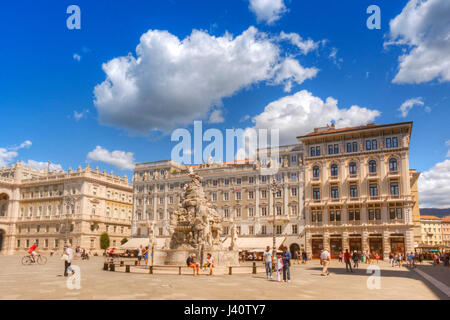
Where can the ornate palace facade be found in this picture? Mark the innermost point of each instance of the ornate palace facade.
(358, 189)
(237, 190)
(54, 207)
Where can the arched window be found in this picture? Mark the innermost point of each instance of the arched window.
(352, 168)
(334, 170)
(393, 164)
(316, 171)
(372, 166)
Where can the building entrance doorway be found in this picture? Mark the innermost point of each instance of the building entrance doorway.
(317, 247)
(336, 247)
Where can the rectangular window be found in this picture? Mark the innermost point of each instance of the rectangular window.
(388, 143)
(394, 142)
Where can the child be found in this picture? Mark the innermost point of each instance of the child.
(279, 268)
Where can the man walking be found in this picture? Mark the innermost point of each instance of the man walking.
(267, 259)
(348, 264)
(325, 261)
(286, 264)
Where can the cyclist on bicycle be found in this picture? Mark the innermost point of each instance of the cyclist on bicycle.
(33, 251)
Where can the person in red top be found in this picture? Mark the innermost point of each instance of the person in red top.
(347, 261)
(33, 250)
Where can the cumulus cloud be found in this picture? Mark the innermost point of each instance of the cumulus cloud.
(301, 112)
(423, 29)
(172, 82)
(7, 155)
(267, 11)
(41, 165)
(409, 104)
(79, 115)
(216, 116)
(434, 186)
(120, 159)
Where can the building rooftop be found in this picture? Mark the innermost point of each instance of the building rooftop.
(331, 129)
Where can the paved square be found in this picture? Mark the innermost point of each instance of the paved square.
(46, 282)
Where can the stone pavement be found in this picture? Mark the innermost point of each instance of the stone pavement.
(46, 282)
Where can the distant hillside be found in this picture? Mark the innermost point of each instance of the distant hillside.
(435, 212)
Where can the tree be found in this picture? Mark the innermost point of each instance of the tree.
(104, 241)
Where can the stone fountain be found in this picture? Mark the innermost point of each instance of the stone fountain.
(195, 228)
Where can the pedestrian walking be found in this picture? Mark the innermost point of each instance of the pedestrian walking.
(286, 265)
(325, 259)
(267, 260)
(348, 264)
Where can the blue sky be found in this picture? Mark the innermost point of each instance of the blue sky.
(43, 83)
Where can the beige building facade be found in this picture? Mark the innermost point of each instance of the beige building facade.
(237, 190)
(358, 189)
(55, 207)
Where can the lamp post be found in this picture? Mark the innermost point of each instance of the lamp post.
(274, 186)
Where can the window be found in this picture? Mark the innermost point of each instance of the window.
(388, 143)
(393, 164)
(394, 188)
(334, 170)
(372, 166)
(353, 191)
(316, 171)
(352, 168)
(334, 192)
(373, 190)
(394, 142)
(374, 144)
(316, 193)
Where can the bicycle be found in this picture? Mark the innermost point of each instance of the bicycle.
(27, 260)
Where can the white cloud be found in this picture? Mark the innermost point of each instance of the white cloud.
(7, 155)
(79, 115)
(434, 186)
(409, 104)
(216, 116)
(424, 28)
(77, 57)
(41, 165)
(172, 82)
(120, 159)
(304, 45)
(301, 112)
(267, 11)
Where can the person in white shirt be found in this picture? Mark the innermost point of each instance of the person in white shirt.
(68, 251)
(325, 262)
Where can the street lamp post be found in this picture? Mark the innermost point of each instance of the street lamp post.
(274, 186)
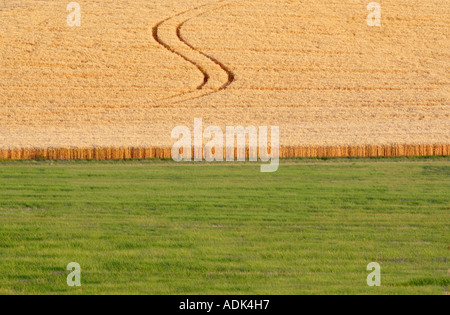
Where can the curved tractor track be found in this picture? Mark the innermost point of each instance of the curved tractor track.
(216, 75)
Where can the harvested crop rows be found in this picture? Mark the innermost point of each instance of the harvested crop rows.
(116, 86)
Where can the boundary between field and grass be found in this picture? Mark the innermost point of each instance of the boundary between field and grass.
(126, 153)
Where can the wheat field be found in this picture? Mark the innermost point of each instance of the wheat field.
(117, 85)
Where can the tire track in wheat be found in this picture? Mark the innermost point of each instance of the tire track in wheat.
(168, 33)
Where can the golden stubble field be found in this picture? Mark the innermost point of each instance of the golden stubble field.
(136, 69)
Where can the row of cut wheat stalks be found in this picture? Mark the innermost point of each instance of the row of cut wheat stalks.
(116, 153)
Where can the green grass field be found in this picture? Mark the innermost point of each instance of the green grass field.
(157, 227)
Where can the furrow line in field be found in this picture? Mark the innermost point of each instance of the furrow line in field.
(216, 76)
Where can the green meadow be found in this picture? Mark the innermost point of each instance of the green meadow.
(160, 227)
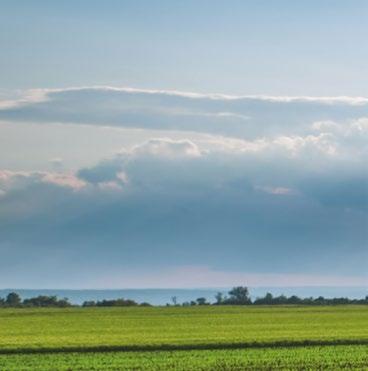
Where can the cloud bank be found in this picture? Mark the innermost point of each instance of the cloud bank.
(240, 116)
(272, 187)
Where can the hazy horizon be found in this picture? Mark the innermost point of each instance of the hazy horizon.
(202, 143)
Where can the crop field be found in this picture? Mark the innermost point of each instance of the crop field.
(177, 338)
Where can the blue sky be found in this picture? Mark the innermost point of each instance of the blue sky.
(196, 143)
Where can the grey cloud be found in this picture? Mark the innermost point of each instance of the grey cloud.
(244, 116)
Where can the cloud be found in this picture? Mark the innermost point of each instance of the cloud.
(240, 116)
(167, 201)
(267, 178)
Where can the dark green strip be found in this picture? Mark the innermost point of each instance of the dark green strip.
(184, 347)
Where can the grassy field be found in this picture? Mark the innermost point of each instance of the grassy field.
(198, 338)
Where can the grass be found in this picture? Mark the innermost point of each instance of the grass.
(304, 358)
(203, 338)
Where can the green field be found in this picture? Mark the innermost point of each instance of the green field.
(177, 338)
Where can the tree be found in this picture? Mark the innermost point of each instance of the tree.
(13, 300)
(239, 295)
(201, 301)
(219, 298)
(174, 299)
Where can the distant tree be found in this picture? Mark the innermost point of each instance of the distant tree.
(13, 300)
(89, 303)
(219, 298)
(239, 295)
(201, 301)
(145, 304)
(46, 301)
(174, 300)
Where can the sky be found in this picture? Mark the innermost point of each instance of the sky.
(183, 144)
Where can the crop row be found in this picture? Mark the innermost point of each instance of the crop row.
(312, 358)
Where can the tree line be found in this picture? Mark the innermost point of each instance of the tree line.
(236, 296)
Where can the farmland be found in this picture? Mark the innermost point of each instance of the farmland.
(207, 337)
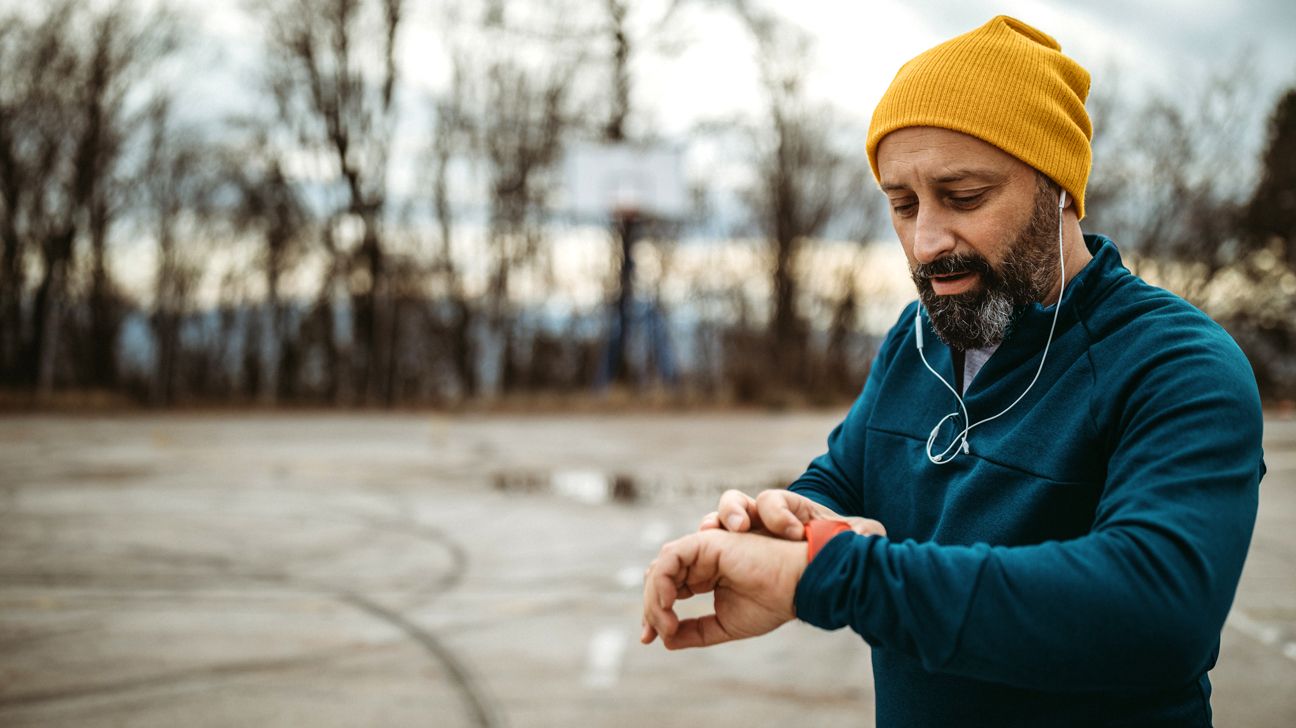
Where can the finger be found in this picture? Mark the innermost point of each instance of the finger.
(867, 526)
(784, 513)
(700, 632)
(736, 511)
(709, 521)
(661, 587)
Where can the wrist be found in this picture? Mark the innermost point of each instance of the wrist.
(819, 533)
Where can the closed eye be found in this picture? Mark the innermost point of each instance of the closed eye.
(967, 201)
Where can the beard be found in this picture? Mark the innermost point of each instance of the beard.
(981, 318)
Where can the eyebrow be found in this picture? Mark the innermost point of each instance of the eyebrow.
(953, 176)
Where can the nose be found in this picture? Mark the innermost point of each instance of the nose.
(932, 235)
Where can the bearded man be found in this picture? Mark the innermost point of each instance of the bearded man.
(1037, 511)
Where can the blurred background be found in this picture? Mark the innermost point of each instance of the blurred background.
(357, 355)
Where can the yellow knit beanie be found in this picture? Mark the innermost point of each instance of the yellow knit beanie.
(1005, 83)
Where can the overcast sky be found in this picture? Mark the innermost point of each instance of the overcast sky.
(858, 45)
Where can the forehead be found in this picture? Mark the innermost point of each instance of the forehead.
(924, 156)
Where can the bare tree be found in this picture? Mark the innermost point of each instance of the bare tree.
(805, 180)
(179, 204)
(452, 139)
(64, 125)
(271, 207)
(337, 92)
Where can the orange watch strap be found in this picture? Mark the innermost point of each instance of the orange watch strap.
(819, 533)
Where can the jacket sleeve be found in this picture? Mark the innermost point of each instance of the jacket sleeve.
(833, 478)
(1135, 602)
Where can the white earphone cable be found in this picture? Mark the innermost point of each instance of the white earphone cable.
(960, 442)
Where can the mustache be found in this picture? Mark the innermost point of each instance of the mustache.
(951, 264)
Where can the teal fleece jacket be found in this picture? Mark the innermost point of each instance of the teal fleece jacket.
(1077, 565)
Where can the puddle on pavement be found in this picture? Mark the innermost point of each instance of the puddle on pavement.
(596, 487)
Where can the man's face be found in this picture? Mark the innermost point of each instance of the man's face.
(979, 228)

==========

EXERCISE DIRECTIONS:
Exactly as written, give again every line from the one containing "Where can the bare" through the last line of the material above, and no other lines.

IN RESPONSE:
Where can the bare tree be found in this picture? Mark the innermost point of each instance of the bare tree.
(805, 180)
(179, 204)
(452, 139)
(64, 125)
(271, 207)
(337, 92)
Where can the orange watch strap be found in this picture? Mark the innermost point of each instance of the orange watch strap.
(819, 533)
Where can the jacket sleeve be found in this picture? Mark the innermost point of each instance of the jacket sleeve.
(833, 478)
(1135, 602)
Where can the white earphone cable be found in this picture? Mark the innermost point of each instance of the white earphone cable.
(960, 442)
Where can the mustache be found in this picture? Mark the innermost point of each instance of the mustache.
(951, 264)
Where can the teal fleece jacket be found in this picture? Mark the innermost point of each instance of the teal fleece jacket.
(1077, 565)
Where can the puddle on pavement be found in this picture? Mark the innermost point of each instance of the puddle on pavement.
(596, 487)
Where can the man's face be found in this picture? Mark the innermost point of each instance of the man's face.
(979, 228)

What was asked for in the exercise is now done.